# [Given data]
————————
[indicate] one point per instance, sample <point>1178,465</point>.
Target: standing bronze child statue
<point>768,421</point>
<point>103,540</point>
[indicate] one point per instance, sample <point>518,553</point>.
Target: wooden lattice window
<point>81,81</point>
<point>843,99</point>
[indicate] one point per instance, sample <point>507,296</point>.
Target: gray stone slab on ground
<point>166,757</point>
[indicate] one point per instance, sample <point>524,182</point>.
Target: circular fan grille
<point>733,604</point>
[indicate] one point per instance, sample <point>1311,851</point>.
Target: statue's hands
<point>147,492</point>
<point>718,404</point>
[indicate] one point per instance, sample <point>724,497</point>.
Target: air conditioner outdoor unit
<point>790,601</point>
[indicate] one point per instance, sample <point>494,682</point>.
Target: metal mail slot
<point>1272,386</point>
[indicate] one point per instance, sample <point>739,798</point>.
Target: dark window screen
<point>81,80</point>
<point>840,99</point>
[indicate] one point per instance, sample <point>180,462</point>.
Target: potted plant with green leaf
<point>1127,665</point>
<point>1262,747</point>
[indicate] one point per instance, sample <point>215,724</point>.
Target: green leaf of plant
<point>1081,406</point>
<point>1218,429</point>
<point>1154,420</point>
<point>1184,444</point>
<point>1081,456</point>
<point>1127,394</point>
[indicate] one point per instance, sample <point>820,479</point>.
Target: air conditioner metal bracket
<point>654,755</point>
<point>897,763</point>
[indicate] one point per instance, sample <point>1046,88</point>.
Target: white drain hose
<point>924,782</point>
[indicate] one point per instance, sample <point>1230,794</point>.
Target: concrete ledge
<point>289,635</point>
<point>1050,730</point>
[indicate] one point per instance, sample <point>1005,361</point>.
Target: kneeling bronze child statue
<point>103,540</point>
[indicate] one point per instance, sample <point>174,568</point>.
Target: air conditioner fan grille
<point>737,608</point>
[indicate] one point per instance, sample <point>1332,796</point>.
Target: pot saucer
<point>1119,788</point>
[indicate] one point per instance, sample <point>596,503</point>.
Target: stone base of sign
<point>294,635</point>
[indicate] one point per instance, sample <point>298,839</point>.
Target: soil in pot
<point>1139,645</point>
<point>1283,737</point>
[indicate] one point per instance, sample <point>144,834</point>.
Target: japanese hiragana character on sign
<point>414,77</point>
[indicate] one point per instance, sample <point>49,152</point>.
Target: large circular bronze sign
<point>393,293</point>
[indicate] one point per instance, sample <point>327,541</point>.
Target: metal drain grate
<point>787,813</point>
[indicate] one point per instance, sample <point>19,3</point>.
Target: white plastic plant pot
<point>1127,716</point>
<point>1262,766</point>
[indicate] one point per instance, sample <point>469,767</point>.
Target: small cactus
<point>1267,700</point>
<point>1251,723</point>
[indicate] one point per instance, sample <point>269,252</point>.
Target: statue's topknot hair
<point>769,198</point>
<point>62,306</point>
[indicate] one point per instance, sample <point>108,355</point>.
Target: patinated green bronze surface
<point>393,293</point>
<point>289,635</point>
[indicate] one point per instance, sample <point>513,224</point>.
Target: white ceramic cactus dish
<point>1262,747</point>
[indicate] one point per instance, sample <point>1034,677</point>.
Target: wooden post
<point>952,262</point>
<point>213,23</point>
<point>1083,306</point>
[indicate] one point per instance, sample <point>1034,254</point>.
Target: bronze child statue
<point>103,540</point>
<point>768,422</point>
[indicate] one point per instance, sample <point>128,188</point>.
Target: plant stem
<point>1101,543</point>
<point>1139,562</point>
————————
# [Goal]
Lay out only the items from the line containing "instance, sample <point>174,568</point>." through the line containing "<point>787,813</point>", both included, as a two-column CSV with the columns input and output and one row per item. Put each item's text and its answer in a single quoted field each, replacing line breaks with spaces.

# [Solution for this task]
input,output
"[indicate] one point per instance, sample <point>174,568</point>. Target: air conditioner fan grille","<point>737,608</point>"
"[indicate] one point per instance, sample <point>1332,796</point>. Target: pot saucer","<point>1119,788</point>"
"[indicate] one point per instance, sample <point>596,503</point>. Target: stone base of sign","<point>294,635</point>"
"[indicate] one point per instance, sample <point>298,839</point>. Target: soil in pot","<point>1139,645</point> <point>1283,737</point>"
"[indicate] one point per instance, sample <point>144,834</point>. Target: japanese hiragana character on sign","<point>414,77</point>"
"[indicate] one point per instance, sample <point>49,152</point>. Target: large circular bronze sign","<point>393,293</point>"
"[indicate] one point per instance, sample <point>327,541</point>. Target: metal drain grate","<point>787,813</point>"